• **Your task**: Convert the entire listing below into a Markdown table with the columns Number and Entry, giving each nonblank line its own numbered row and omitting blank lines. Leave the pictures out of the table.

··········

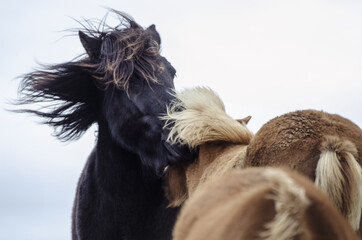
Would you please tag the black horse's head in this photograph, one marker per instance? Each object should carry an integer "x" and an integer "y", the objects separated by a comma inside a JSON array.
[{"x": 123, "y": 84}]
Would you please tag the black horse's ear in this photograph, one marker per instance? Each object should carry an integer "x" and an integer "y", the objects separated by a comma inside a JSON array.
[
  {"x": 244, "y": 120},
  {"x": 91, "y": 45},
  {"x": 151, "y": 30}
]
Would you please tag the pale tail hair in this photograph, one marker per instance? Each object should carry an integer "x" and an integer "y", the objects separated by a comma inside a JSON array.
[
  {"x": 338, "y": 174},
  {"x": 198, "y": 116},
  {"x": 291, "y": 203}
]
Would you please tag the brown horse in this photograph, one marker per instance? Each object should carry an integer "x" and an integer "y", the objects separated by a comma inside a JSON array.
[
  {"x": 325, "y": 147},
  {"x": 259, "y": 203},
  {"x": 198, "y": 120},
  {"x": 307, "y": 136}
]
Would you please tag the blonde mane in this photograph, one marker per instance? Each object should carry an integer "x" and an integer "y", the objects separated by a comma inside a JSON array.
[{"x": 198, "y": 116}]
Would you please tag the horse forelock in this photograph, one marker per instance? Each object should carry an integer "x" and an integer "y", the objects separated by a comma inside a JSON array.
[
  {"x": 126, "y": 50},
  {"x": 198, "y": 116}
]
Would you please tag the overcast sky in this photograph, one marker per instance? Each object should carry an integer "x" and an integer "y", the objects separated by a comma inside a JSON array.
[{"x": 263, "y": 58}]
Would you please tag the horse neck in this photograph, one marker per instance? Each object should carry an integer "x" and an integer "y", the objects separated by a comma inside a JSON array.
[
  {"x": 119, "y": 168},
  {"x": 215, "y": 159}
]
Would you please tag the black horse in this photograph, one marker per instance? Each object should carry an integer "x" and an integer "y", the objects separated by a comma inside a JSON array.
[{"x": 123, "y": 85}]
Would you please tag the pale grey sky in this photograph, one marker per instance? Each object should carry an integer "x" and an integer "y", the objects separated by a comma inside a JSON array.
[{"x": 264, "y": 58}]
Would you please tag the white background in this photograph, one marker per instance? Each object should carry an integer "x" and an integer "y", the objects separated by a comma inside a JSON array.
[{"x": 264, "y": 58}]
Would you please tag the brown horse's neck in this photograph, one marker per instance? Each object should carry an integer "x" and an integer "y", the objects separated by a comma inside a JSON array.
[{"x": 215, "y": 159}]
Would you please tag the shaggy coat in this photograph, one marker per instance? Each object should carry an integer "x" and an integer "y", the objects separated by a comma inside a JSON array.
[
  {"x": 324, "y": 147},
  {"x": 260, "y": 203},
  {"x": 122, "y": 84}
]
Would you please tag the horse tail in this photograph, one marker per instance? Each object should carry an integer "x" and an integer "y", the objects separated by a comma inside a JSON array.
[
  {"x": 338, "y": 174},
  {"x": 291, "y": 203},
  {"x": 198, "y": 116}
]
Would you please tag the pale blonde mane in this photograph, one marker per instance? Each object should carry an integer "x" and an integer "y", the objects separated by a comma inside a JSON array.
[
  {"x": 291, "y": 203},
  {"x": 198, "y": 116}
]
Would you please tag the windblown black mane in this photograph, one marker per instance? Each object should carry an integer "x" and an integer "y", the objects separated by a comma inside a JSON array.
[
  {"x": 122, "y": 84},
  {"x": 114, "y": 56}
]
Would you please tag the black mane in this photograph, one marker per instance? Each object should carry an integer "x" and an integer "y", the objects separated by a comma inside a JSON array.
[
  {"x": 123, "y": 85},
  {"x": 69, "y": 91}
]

··········

• **Solution**:
| Number | Entry |
|---|---|
| 1 | Would you please tag the black horse's head in this photograph, one marker per instance? Each object should carry an integer "x" and an integer "y", the objects separated by a comma inside a JSON array. |
| 2 | [{"x": 123, "y": 84}] |
| 3 | Would you please tag the black horse's ear in this photograph, one marker per instance? Each object should carry an integer "x" and an integer "y", the objects separated by a comma inside a JSON array. |
| 4 | [ |
| 5 |   {"x": 244, "y": 120}, |
| 6 |   {"x": 91, "y": 45}, |
| 7 |   {"x": 151, "y": 30} |
| 8 | ] |
| 9 | Would you please tag the pale tail hair in this photograph, one marker per instance? Each object should carry an integer "x" and an integer "y", the objects separated by a comma inside a JSON array. |
| 10 | [ |
| 11 |   {"x": 338, "y": 174}, |
| 12 |   {"x": 198, "y": 116}, |
| 13 |   {"x": 291, "y": 203} |
| 14 | ] |
| 15 | Would you please tag the brown horse in this photograph, one marker per instance? Each object should carry an integer "x" and an integer "y", the objects separated by a comma inside a JSON array. |
| 16 | [ |
| 17 |   {"x": 325, "y": 147}, |
| 18 |   {"x": 259, "y": 203}, |
| 19 |   {"x": 198, "y": 120}, |
| 20 |   {"x": 307, "y": 136} |
| 21 | ] |
| 22 | Would you please tag the blonde mane in this photograph, one marker per instance? Each object should carry an integer "x" and an integer "y", the objects separated by a comma inside a JSON array. |
| 23 | [{"x": 198, "y": 116}] |
| 24 | Would you please tag the horse forelock in this photograph, one marker per instance? Each object should carry an integer "x" and an integer "y", the objects separated by a comma inside a JSON array. |
| 25 | [ |
| 26 |   {"x": 126, "y": 50}, |
| 27 |   {"x": 198, "y": 116} |
| 28 | ] |
| 29 | Would you please tag the overcast sky in this photograph, one marker per instance? Each object should carry an integer "x" and an integer "y", the objects separated by a comma inside a JSON array. |
| 30 | [{"x": 263, "y": 58}] |
| 31 | Would you please tag the horse neck in this photograph, one marker per instance? Each object should carry an integer "x" and an integer "y", the objects separated by a comma inside a JSON array. |
| 32 | [ |
| 33 |   {"x": 119, "y": 168}, |
| 34 |   {"x": 215, "y": 159} |
| 35 | ] |
| 36 | Would you please tag the black horse in this photograph, one marker per instance? Each object should carry an integer "x" and an integer "y", the objects separated by a comma inside a JSON array. |
| 37 | [{"x": 123, "y": 85}] |
| 38 | Would you please tag the pale grey sky in this photograph, one marker per instance? Each object should carry an integer "x" and an integer "y", the objects separated by a comma inside a JSON array. |
| 39 | [{"x": 264, "y": 58}] |
| 40 | Would you please tag the white background in this photograph, one marker per instance? Each object should carry an integer "x" and an integer "y", the objects separated by a comma inside a JSON array. |
| 41 | [{"x": 264, "y": 58}] |
| 42 | Would you please tag the brown horse's neck in this photograph, one marker per instance? Each object should carry an integer "x" and an integer "y", the objects separated by a comma inside a JSON array. |
| 43 | [{"x": 215, "y": 159}] |
| 44 | Would you please tag the shaggy coat in this photograph, one marker per instance? Each object should carry an integer "x" and an integer "y", the objects separated by a comma inside a JSON array. |
| 45 | [ |
| 46 |   {"x": 324, "y": 147}, |
| 47 |   {"x": 260, "y": 203}, |
| 48 |   {"x": 122, "y": 84} |
| 49 | ] |
| 50 | Would you please tag the horse tail in this photograph, one marker per instance? Each object should carry an integer "x" and an integer "y", the objects separated by a comma inside a JSON array. |
| 51 | [ |
| 52 |   {"x": 338, "y": 174}, |
| 53 |   {"x": 291, "y": 203}, |
| 54 |   {"x": 198, "y": 116} |
| 55 | ] |
| 56 | Would you please tag the pale blonde mane in this photograph, one marker per instance? Each object should carry an integer "x" and an integer "y", the objects separated by a comma inside a JSON array. |
| 57 | [ |
| 58 |   {"x": 291, "y": 203}, |
| 59 |   {"x": 198, "y": 116} |
| 60 | ] |
| 61 | Would you please tag the windblown black mane in this photograph, one marker per instance? Each object should carry an integer "x" and an integer "y", the objects separated by a comma inside a JSON array. |
| 62 | [ |
| 63 |   {"x": 122, "y": 84}, |
| 64 |   {"x": 114, "y": 56} |
| 65 | ] |
| 66 | Would you please tag the black mane in this photograph, one marker per instance? Each object should carry an integer "x" and an integer "y", the objects separated by a comma inside a JSON array. |
| 67 | [ |
| 68 |   {"x": 123, "y": 85}, |
| 69 |   {"x": 69, "y": 91} |
| 70 | ] |